▸ Required work
a) From the article on prospective first ladies, output the stretch from "When a potential" through "than Hillary wrought.".
b) According to the article on prospective first ladies, what issue has Laura Bush spent her capital on as first lady of Texas?
c) Carry the article on prospective first ladies further from its final sentence.

▸ Extracted text
The starkest anti-Hillary of all is the current front-runner for the office. It's clear to all who meet her that Laura Welch Bush -- the demure Texan who tamed the once-wild mustang now known as Texas Governor George W. Bush -- differs considerably from the woman whom she would succeed, and not just regarding the apparent success of her bronco-busting.
A former elementary school teacher and librarian, Laura Bush exudes proper ladylike schoolteacher manners and discipline. Texas reporters say that though she's growing more comfortable in the campaign limelight, she does not relish it, often preferring to huddle anonymously in the back of the rooms during Dubya's gubernatorial meet-and-greets. She prefers to focus her energies on raising her twin teenage daughters. Though she taught until her daughters were born, she is the female prototype whom Hillary Clinton derided in '92 for staying at home and baking cookies, and not pursuing the professional path Hillary pursued at the now-infamous Rose Law Firm.
"She's a very loving, caring, compassionate person, and America would see that and feel that," says George W.'s friend and money man, Don Evans. "Her priorities are her faith and her family and her friends." As first lady of Texas, Laura Bush has spent her capital on that most uncontroversial issue that her mother-in-law, former first lady Barbara Bush, addressed: combating illiteracy.
But while George W.'s brother, Marvin Bush, says that his sister-in-law, is "cerebral and very steady," he says that as a first lady she would be even more subdued and less of a spitfire than his mother. "My mom would probably be a little more of a maverick than Laura," Marvin says, "Mom has that wise-cracking sense of humor. Laura's more mellow." Marvin says that first lady Laura Bush would combine the altruism of his mother with the "grace" of Jackie Kennedy.
When a potential first lady makes matronly Barbara Bush sound wild and crazy, you know you're talking about a return to more subdued times than Hillary wrought.
"Look," George W. said to the Texas Monthly in 1996, "Laura and I read the paper together every morning, and we discuss different issues. She's always asking what I'm going to be doing about this or that. But I think she trusts me to make the right decisions."
Of course, in an article on first ladies, we can't ignore the question "What about Bob?" After all, we have a relatively serious candidate for first gentleman: former Senate Majority Leader Bob Dole, Republican of Kansas.
Bob Dole is of course a special entity unto himself. Having run for the vice presidency in '76, and the presidency in '80, '88 and '96, he can be forgiven for any Schadenfreude he might be taking in his wife's somewhat underwhelming candidacy. In fact, some believed Bob's biggest attention-getter to date -- admitting he was mulling over a financial contribution to the campaign coffers of his wife's rival, Sen. John McCain -- underscored not only the obvious gender difference afoot, but might have provided a disconcerting peek into the sourpuss recesses of a candidate who was always a bridesmaid, never a bride.

▸ Raw records
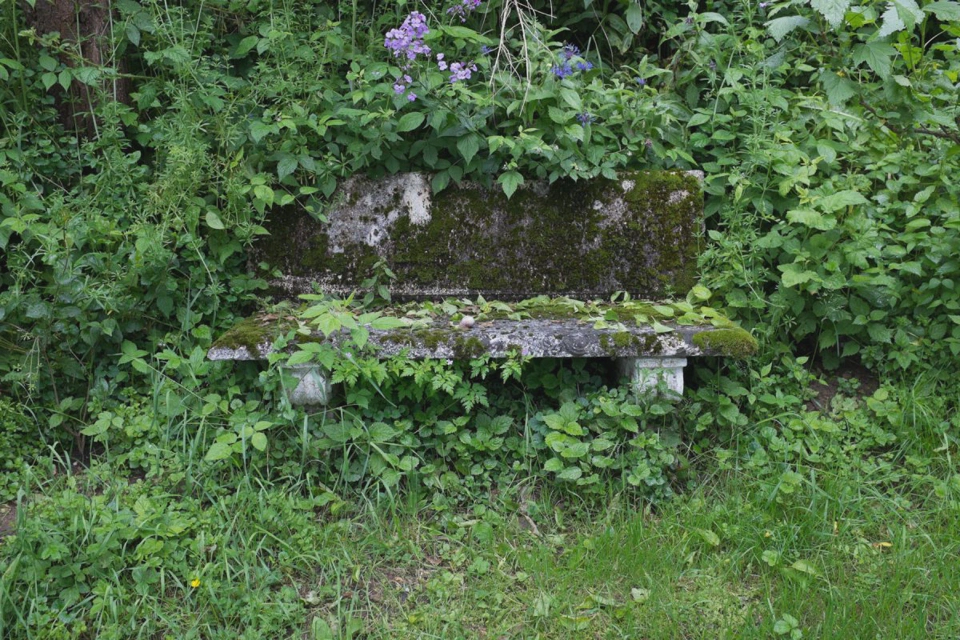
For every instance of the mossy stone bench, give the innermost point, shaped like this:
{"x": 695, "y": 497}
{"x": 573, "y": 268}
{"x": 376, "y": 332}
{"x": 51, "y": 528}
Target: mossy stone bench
{"x": 549, "y": 246}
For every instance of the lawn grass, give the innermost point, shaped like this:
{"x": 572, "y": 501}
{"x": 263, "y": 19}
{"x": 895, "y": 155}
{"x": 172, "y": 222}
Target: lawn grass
{"x": 833, "y": 559}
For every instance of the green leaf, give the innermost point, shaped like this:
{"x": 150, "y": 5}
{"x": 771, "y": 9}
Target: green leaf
{"x": 891, "y": 22}
{"x": 877, "y": 55}
{"x": 832, "y": 10}
{"x": 286, "y": 166}
{"x": 553, "y": 465}
{"x": 571, "y": 97}
{"x": 510, "y": 181}
{"x": 570, "y": 473}
{"x": 244, "y": 46}
{"x": 838, "y": 89}
{"x": 634, "y": 17}
{"x": 660, "y": 328}
{"x": 945, "y": 11}
{"x": 213, "y": 220}
{"x": 468, "y": 146}
{"x": 841, "y": 199}
{"x": 780, "y": 28}
{"x": 811, "y": 218}
{"x": 219, "y": 451}
{"x": 410, "y": 121}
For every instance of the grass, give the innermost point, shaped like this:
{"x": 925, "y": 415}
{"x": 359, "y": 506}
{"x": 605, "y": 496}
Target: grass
{"x": 864, "y": 548}
{"x": 724, "y": 561}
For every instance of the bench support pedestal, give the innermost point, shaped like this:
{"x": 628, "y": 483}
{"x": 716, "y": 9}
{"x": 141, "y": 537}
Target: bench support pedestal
{"x": 646, "y": 373}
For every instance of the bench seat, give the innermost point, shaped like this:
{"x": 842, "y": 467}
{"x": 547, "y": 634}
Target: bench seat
{"x": 549, "y": 246}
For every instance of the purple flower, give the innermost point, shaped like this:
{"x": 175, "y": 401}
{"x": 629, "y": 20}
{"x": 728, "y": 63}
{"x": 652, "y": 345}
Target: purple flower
{"x": 461, "y": 71}
{"x": 408, "y": 39}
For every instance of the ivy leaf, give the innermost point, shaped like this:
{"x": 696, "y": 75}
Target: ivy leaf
{"x": 510, "y": 181}
{"x": 779, "y": 28}
{"x": 410, "y": 121}
{"x": 832, "y": 10}
{"x": 877, "y": 55}
{"x": 945, "y": 11}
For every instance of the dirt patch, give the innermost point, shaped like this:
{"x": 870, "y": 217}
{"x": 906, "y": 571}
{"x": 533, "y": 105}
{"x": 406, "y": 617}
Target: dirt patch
{"x": 852, "y": 381}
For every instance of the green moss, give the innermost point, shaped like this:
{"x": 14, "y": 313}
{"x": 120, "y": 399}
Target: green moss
{"x": 735, "y": 343}
{"x": 252, "y": 333}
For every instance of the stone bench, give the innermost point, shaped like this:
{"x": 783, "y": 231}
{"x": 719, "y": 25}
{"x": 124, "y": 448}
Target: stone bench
{"x": 549, "y": 246}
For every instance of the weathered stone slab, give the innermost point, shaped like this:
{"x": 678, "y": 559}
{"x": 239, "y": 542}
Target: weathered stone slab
{"x": 585, "y": 239}
{"x": 538, "y": 338}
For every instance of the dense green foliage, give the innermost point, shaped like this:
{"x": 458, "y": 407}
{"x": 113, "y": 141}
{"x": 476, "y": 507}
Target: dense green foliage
{"x": 829, "y": 133}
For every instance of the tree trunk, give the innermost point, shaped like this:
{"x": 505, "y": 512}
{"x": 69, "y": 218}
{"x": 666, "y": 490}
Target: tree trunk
{"x": 83, "y": 25}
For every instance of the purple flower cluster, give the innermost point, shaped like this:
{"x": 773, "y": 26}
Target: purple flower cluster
{"x": 570, "y": 62}
{"x": 465, "y": 8}
{"x": 408, "y": 39}
{"x": 461, "y": 71}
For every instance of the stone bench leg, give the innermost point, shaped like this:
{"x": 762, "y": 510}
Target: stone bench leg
{"x": 313, "y": 385}
{"x": 646, "y": 373}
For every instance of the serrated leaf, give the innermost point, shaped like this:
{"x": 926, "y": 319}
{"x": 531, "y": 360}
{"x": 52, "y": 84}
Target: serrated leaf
{"x": 468, "y": 146}
{"x": 945, "y": 11}
{"x": 877, "y": 55}
{"x": 570, "y": 473}
{"x": 410, "y": 121}
{"x": 634, "y": 17}
{"x": 553, "y": 465}
{"x": 891, "y": 22}
{"x": 709, "y": 537}
{"x": 571, "y": 97}
{"x": 245, "y": 46}
{"x": 219, "y": 451}
{"x": 779, "y": 28}
{"x": 832, "y": 10}
{"x": 811, "y": 218}
{"x": 841, "y": 199}
{"x": 213, "y": 220}
{"x": 838, "y": 89}
{"x": 510, "y": 181}
{"x": 660, "y": 328}
{"x": 286, "y": 166}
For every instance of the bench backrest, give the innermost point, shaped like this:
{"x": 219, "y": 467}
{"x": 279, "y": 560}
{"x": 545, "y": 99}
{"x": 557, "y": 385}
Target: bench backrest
{"x": 587, "y": 239}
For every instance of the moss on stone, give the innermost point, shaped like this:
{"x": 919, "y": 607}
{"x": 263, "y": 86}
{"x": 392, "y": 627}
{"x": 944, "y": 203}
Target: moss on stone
{"x": 734, "y": 342}
{"x": 253, "y": 333}
{"x": 527, "y": 245}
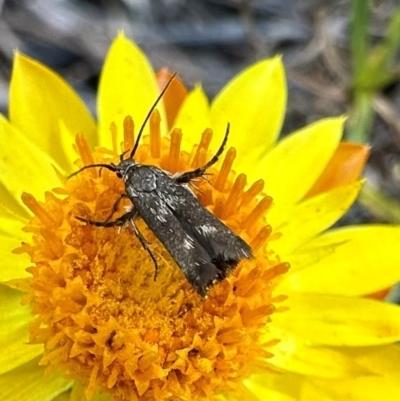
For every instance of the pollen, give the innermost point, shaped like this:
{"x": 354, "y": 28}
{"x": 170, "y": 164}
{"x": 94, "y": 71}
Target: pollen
{"x": 104, "y": 318}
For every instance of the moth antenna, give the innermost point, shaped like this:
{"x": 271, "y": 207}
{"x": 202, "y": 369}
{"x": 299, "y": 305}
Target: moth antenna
{"x": 121, "y": 156}
{"x": 149, "y": 114}
{"x": 107, "y": 166}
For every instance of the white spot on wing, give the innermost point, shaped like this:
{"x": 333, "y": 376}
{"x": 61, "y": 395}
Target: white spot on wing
{"x": 188, "y": 244}
{"x": 208, "y": 230}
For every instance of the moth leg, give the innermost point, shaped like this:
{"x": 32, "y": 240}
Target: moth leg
{"x": 115, "y": 206}
{"x": 186, "y": 177}
{"x": 145, "y": 245}
{"x": 121, "y": 221}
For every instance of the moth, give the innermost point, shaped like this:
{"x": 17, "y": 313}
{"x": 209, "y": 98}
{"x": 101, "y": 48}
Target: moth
{"x": 203, "y": 247}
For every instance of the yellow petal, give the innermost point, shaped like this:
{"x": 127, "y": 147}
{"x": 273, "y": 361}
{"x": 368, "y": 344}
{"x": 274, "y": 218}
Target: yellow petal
{"x": 11, "y": 224}
{"x": 66, "y": 396}
{"x": 39, "y": 100}
{"x": 127, "y": 86}
{"x": 23, "y": 166}
{"x": 296, "y": 354}
{"x": 78, "y": 394}
{"x": 193, "y": 117}
{"x": 29, "y": 383}
{"x": 12, "y": 205}
{"x": 290, "y": 169}
{"x": 274, "y": 387}
{"x": 339, "y": 321}
{"x": 308, "y": 219}
{"x": 14, "y": 321}
{"x": 350, "y": 261}
{"x": 174, "y": 96}
{"x": 344, "y": 168}
{"x": 254, "y": 104}
{"x": 380, "y": 383}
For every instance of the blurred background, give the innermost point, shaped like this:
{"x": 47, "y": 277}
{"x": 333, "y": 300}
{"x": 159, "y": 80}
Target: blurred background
{"x": 341, "y": 57}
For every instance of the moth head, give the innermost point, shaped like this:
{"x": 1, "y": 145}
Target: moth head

▸ Answers given
a)
When a potential first lady makes matronly Barbara Bush sound wild and crazy, you know you're talking about a return to more subdued times than Hillary wrought.

b) Combating illiteracy.

c)
If any senator alive had earned the right not just to the nomination but the whole enchilada, it was the war hero turned loyal GOP foot soldier. The speculation was that his rambling mid-May New York Times interview -- in which he discussed giving cash to McCain -- was directly attributable to the fact that his wife's new role in the limelight was eating him up inside.
While that interpretation might be understandable, it's also forgetful. Bob Dole's always been a straight shooter. For him to suddenly emerge as a spirit bunny for Liddy 2000, after a generation and a half of callin' it like it is, would just be contrary to his nature. So saying, as he did, that his wife's campaign was "getting there," or that "It's too early to tell" if she'd be able to mount a strong challenge to Al Gore, well, that's just Bob being honest. Plus, as chuckling pundits failed to mention, when John McCain was a POW at the Hanoi Hilton, Bob Dole was wearing a POW bracelet in his honor almost the entire time -- years before he married Elizabeth Hanford.
Still, since those comments, Bob Dole has all but vanished. Dole himself didn't return calls for comment, but Elizabeth Dole's communications director, Ari Fleischer, joked that he had been "sent to the woodshed" after the NYT interview -- one can only hope that the trip didn't end up at the woodchipper -- but adds that now the former senator "has escaped."
So what kind of role can we expect from the first "first gentleman" (the nomenclature that Fleischer says "the two of them have decided upon")? Interestingly, even though Bob Dole could serve as a cabinet secretary for anyone -- and has even carried out various missions in Kosovo on behalf of his '96 opponent -- the first thing Fleischer says is that "Elizabeth Dole has made it clear that it will not be a co-presidency."
In fact, the picture Fleischer paints of the former senate majority leader is that of a traditional first spouse: "The senator will devote considerable amount of time toward helping those with disabilities, as he has done throughout his life." He adds that the Kansan will also take a role in agricultural issues. But as an advisor, Bob Dole will be just like any other White House spouse. "They have a close marriage," Fleischer says, and in that role "they talk to each other, share ideas and thoughts like any other couple."
While Dole would certainly make history as the first first husband, if he adopts a kinder, gentler incarnation, he would also fit a historical pattern. The fact that Laura Bush, Cindy McCain, Tipper Gore, Ernestine Bradley and Dole are not only positioning themselves as non-Hillaries, but are also genuinely different from her, is historically par for the course.
Groundbreaking first ladies are always followed by more quiet types: Florence Harding, who lobbied for equal pay for women, was succeeded by Grace Coolidge, an apolitical teacher for the deaf; Eleanor Roosevelt -- a whirling dervish on behalf of civil rights, women's rights, and the New Deal -- begat Bess Truman, who never even gave an interview.
"These sorts of 'benchmark' women [like Harding, Roosevelt or Clinton], who seem to somehow embody the popular idealized notion of the new American woman, get a lot of press and a lot of attention, and this whole persona develops that frequently has little to do with who each is as a person," Anthony says. "They're always followed by women who are perfectly intelligent and capable, but they're not lobbyists or public advocates."
At least, that's what they want us to think.